- [ABOUT THIS EXERCISE]:
Each record must be written out again exactly. Skip any picture it contains.

- [DATA FOR THE TASK]:

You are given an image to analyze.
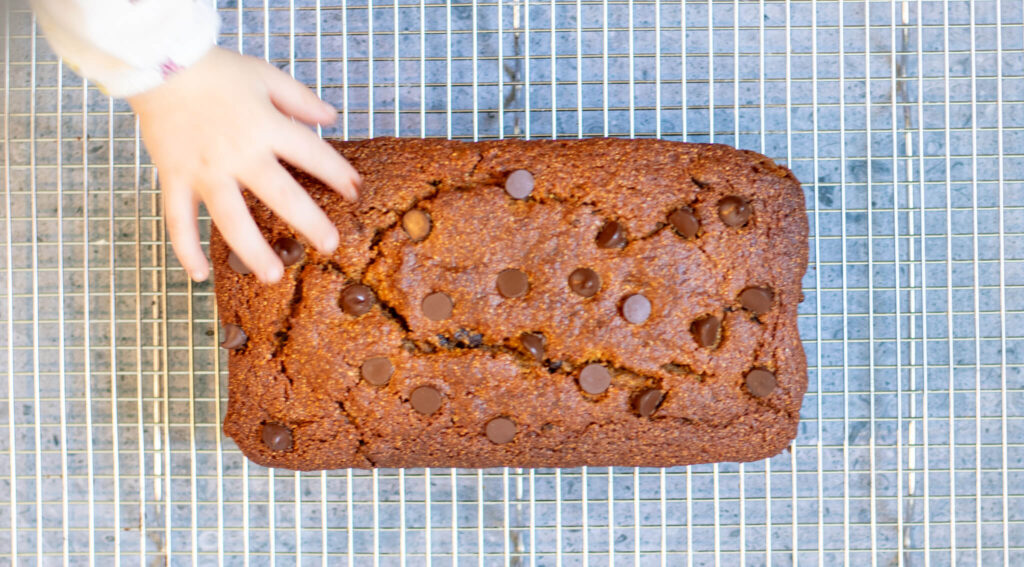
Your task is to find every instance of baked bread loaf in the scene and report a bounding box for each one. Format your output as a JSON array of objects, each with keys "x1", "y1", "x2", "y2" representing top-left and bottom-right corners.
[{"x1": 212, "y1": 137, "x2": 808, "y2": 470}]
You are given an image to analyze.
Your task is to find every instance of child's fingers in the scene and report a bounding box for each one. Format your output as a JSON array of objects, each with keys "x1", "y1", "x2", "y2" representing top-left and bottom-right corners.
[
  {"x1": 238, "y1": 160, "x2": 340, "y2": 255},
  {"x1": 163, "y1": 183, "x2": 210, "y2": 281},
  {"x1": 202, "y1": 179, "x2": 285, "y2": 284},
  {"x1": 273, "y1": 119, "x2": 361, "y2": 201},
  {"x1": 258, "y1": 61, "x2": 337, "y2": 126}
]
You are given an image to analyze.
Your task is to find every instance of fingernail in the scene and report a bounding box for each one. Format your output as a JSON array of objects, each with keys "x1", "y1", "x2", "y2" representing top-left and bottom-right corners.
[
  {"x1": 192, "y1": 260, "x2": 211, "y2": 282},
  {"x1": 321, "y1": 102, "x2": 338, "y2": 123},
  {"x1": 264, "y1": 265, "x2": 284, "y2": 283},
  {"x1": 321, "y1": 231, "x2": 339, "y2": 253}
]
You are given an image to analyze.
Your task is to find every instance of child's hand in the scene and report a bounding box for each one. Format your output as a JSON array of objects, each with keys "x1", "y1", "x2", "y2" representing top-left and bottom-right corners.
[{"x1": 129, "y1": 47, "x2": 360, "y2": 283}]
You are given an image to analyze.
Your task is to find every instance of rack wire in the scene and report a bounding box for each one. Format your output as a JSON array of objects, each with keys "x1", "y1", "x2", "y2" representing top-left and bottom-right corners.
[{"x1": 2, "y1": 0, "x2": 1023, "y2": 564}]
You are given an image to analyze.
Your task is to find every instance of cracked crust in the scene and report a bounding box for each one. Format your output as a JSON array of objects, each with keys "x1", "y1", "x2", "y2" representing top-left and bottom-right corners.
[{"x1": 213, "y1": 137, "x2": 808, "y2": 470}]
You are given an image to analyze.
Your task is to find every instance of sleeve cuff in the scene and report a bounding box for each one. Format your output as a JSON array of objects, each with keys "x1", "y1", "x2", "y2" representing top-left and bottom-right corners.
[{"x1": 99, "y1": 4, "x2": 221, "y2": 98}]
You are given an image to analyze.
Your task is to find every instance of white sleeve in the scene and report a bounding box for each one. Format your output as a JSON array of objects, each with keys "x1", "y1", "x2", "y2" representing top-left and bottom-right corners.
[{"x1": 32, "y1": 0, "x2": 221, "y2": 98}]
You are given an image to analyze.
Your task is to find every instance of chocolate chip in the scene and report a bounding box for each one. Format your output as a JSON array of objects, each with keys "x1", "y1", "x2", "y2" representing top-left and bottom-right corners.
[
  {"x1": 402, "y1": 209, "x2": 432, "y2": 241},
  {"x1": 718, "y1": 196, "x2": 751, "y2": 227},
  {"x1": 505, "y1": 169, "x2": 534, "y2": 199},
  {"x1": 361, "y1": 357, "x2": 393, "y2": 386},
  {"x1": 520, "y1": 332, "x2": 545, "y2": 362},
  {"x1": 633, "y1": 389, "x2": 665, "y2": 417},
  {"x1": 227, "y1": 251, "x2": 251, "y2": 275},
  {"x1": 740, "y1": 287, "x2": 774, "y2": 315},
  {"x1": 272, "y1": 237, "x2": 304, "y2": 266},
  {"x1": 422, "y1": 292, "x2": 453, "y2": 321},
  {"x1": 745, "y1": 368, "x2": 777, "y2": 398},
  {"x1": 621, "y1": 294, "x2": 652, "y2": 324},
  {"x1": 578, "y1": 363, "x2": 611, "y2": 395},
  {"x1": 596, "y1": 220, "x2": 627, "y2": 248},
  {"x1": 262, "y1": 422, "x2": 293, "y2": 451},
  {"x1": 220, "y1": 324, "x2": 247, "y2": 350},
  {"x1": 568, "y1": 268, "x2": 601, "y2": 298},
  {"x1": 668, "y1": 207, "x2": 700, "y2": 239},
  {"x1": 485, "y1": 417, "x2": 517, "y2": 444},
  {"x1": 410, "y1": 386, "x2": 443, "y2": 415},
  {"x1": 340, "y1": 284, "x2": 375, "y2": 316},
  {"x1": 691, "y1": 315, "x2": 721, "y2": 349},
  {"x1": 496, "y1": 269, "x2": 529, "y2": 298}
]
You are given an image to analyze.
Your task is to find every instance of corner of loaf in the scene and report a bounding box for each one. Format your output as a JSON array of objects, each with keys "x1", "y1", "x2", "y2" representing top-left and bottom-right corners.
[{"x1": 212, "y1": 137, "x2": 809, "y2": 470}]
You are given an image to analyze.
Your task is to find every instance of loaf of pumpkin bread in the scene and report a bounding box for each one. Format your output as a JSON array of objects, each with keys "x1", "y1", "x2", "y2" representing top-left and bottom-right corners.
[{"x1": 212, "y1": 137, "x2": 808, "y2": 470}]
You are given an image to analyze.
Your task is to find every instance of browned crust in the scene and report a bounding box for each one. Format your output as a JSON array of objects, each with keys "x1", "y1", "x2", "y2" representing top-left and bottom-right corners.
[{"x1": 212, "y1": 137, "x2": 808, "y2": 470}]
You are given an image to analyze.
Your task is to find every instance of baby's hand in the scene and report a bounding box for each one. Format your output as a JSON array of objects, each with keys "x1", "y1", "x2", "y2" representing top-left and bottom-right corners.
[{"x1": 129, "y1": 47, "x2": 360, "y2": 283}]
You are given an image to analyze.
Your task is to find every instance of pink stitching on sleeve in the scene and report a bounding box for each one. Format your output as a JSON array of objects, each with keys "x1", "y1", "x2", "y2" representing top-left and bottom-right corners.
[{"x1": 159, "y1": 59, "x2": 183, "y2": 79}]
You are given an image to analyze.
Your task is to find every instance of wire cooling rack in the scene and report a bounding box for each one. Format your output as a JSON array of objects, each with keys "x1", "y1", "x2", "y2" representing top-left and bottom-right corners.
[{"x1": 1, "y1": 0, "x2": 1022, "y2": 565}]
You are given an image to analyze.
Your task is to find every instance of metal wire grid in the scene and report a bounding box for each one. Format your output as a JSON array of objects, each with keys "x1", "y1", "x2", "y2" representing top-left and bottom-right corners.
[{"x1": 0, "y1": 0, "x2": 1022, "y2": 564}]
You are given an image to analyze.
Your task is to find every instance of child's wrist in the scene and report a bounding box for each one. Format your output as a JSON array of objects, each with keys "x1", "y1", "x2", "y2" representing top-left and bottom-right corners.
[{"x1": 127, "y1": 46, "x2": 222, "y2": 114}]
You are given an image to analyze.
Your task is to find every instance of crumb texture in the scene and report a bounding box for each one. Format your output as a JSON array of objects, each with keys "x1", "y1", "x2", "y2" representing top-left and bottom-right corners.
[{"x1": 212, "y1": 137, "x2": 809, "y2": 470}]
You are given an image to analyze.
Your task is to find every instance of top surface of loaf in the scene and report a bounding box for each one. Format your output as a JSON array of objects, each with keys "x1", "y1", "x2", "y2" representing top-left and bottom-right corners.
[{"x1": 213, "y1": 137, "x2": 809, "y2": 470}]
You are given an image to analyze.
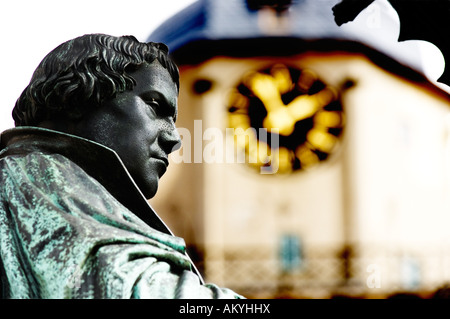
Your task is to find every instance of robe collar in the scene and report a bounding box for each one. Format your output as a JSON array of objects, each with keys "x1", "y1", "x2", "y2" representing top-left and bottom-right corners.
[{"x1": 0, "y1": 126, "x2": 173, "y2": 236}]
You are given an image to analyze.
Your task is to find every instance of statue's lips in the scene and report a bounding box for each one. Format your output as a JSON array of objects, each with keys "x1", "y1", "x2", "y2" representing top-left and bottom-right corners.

- [RESPONSE BOX]:
You are given an image to analyze.
Your task is to find every instance of baked bread loaf in the scene and report a bounding box for each one. Format your output as a JSON array of objects, each with keys "x1", "y1", "x2", "y2" representing top-left and bottom-right corners.
[{"x1": 212, "y1": 137, "x2": 808, "y2": 470}]
You are given an image to analyze.
Your task is to find every instance of child's fingers in the scene and report a bounding box for each one. Format your output as a JSON array of objects, each with keys "x1", "y1", "x2", "y2" representing top-left and bottom-right corners.
[
  {"x1": 238, "y1": 160, "x2": 340, "y2": 255},
  {"x1": 163, "y1": 183, "x2": 210, "y2": 281},
  {"x1": 202, "y1": 179, "x2": 285, "y2": 284},
  {"x1": 273, "y1": 119, "x2": 361, "y2": 201},
  {"x1": 258, "y1": 61, "x2": 337, "y2": 126}
]
You are given an image to analyze.
Your task is to find every instance of fingernail in the scene and report a bounding box for each one. Format your output as a JSON array of objects, each with keys "x1", "y1", "x2", "y2" representing top-left and bottom-right corners.
[
  {"x1": 192, "y1": 260, "x2": 211, "y2": 282},
  {"x1": 321, "y1": 102, "x2": 338, "y2": 123},
  {"x1": 264, "y1": 265, "x2": 284, "y2": 283},
  {"x1": 321, "y1": 231, "x2": 339, "y2": 253}
]
You are given an image to analyze.
Your task is to find every instance of child's hand in the scene and report a bounding box for each one. Format your output as a JSON array of objects, each with keys "x1", "y1", "x2", "y2" representing top-left and bottom-right corners.
[{"x1": 129, "y1": 47, "x2": 360, "y2": 283}]
You are given an image to analyze.
Your task is to find every instance of rack wire in the scene and report a bounding box for each one. Format your output as a JSON array of objects, each with keys "x1", "y1", "x2", "y2" representing top-left and bottom-right corners.
[{"x1": 2, "y1": 0, "x2": 1023, "y2": 564}]
You are given an image to analyze.
Your task is to find every instance of cracked crust in the scene and report a bounding box for each one. Format your output as a JSON array of objects, each with keys "x1", "y1", "x2", "y2" representing top-left and bottom-right corners.
[{"x1": 213, "y1": 137, "x2": 808, "y2": 470}]
You are given an image to analyze.
Your task is to find every instance of sleeve cuff in the scene and report a bounding box for each one. Format your output as a JSON array of objects, each with keys "x1", "y1", "x2", "y2" representing top-left and bottom-right corners.
[{"x1": 99, "y1": 4, "x2": 221, "y2": 98}]
You are given an image to analyze.
Your task is to find every instance of white sleeve in the scene and report a bounding box for each one. Format your output as a JSON array of objects, each with keys "x1", "y1", "x2", "y2" representing top-left and bottom-right corners.
[{"x1": 32, "y1": 0, "x2": 221, "y2": 98}]
You are given an image to analyze.
Your task is to find every instance of chocolate chip in the scene and report a bounding box for each one. Format your output as a JSON array of objects, each with keys "x1", "y1", "x2", "y2" representing top-left and bottom-right corners.
[
  {"x1": 402, "y1": 209, "x2": 432, "y2": 241},
  {"x1": 718, "y1": 196, "x2": 751, "y2": 227},
  {"x1": 505, "y1": 169, "x2": 534, "y2": 199},
  {"x1": 361, "y1": 357, "x2": 393, "y2": 386},
  {"x1": 520, "y1": 332, "x2": 545, "y2": 362},
  {"x1": 633, "y1": 389, "x2": 665, "y2": 417},
  {"x1": 227, "y1": 251, "x2": 251, "y2": 275},
  {"x1": 740, "y1": 287, "x2": 774, "y2": 315},
  {"x1": 272, "y1": 237, "x2": 304, "y2": 266},
  {"x1": 422, "y1": 292, "x2": 453, "y2": 321},
  {"x1": 745, "y1": 368, "x2": 777, "y2": 398},
  {"x1": 621, "y1": 294, "x2": 652, "y2": 324},
  {"x1": 578, "y1": 363, "x2": 611, "y2": 395},
  {"x1": 596, "y1": 220, "x2": 627, "y2": 248},
  {"x1": 262, "y1": 422, "x2": 293, "y2": 451},
  {"x1": 220, "y1": 324, "x2": 247, "y2": 350},
  {"x1": 568, "y1": 268, "x2": 601, "y2": 298},
  {"x1": 668, "y1": 207, "x2": 700, "y2": 239},
  {"x1": 485, "y1": 417, "x2": 517, "y2": 444},
  {"x1": 410, "y1": 386, "x2": 443, "y2": 415},
  {"x1": 340, "y1": 284, "x2": 375, "y2": 316},
  {"x1": 691, "y1": 315, "x2": 721, "y2": 349},
  {"x1": 496, "y1": 269, "x2": 529, "y2": 298}
]
You are given an image to analyze.
Your task is to find every instance of corner of loaf in the scene and report a bounding box for each one. Format your output as a JSON array of objects, each with keys "x1", "y1", "x2", "y2" representing top-left and bottom-right corners.
[{"x1": 212, "y1": 137, "x2": 809, "y2": 470}]
You are given an image to analyze.
Your task is to find every instance of loaf of pumpkin bread in the scene and report a bounding box for each one. Format your output as a JSON array of objects, each with keys "x1", "y1", "x2", "y2" representing top-left and bottom-right corners.
[{"x1": 212, "y1": 137, "x2": 808, "y2": 470}]
You are given an image to analyze.
Your task is to find every instance of browned crust in the scene and report a bounding box for each one. Format your output as a JSON array of objects, each with keys "x1", "y1", "x2", "y2" representing top-left and bottom-right corners.
[{"x1": 212, "y1": 137, "x2": 808, "y2": 470}]
You are given an image to analyze.
Your task is to find every instance of baby's hand in the scene and report a bounding box for each one. Format your output as a JSON array of objects, each with keys "x1", "y1", "x2", "y2" representing top-left and bottom-right corners.
[{"x1": 129, "y1": 47, "x2": 360, "y2": 283}]
You are given an image to analyze.
Your task is to find every instance of pink stitching on sleeve in the scene and report a bounding box for each one. Format your output as a JSON array of objects, each with keys "x1", "y1", "x2", "y2" representing top-left and bottom-right corners.
[{"x1": 159, "y1": 59, "x2": 183, "y2": 79}]
You are given an image to analyze.
Your task is to find every instance of wire cooling rack in the scene and report a bounding box for each one. Format your output as a JSON array of objects, each with keys "x1", "y1", "x2", "y2" representing top-left and bottom-right corners.
[{"x1": 1, "y1": 0, "x2": 1022, "y2": 565}]
You are given an image to analyze.
Your task is to find every instance of metal wire grid in the scene and report a bounding box for each one. Format your output as a JSON array of objects, each with keys "x1", "y1", "x2", "y2" representing top-left and bottom-right corners.
[{"x1": 0, "y1": 0, "x2": 1022, "y2": 564}]
You are given an image to analyze.
Your task is to find every instance of child's wrist in the scene and report a bounding box for each one. Format your output as a JSON array of objects, each with keys "x1", "y1", "x2", "y2" representing top-left and bottom-right corners.
[{"x1": 127, "y1": 46, "x2": 222, "y2": 114}]
You are given an image to analyze.
Your task is to find every instance of crumb texture in the scene and report a bounding box for each one. Format your output as a JSON array of objects, each with keys "x1", "y1", "x2", "y2" representing top-left and bottom-right corners.
[{"x1": 212, "y1": 137, "x2": 809, "y2": 470}]
You are given an image to analyze.
Your task is to find every instance of top surface of loaf in the scene and report a bounding box for each one. Format your output as a JSON array of objects, each with keys "x1", "y1", "x2", "y2" representing top-left and bottom-right corners.
[{"x1": 213, "y1": 137, "x2": 809, "y2": 470}]
You are given an image to analyze.
Your task is to find every instance of robe collar in the scene and report a bounding box for each one. Format your output as a JSON array of objects, each with keys "x1", "y1", "x2", "y2" representing top-left and bottom-right corners.
[{"x1": 0, "y1": 126, "x2": 173, "y2": 236}]
You are given an image to analyze.
Your task is to find every instance of statue's lips in the scene and report a bounding box for each one. Format your output as a JSON array of objects, each with keys "x1", "y1", "x2", "y2" representing top-left and bottom-right corners.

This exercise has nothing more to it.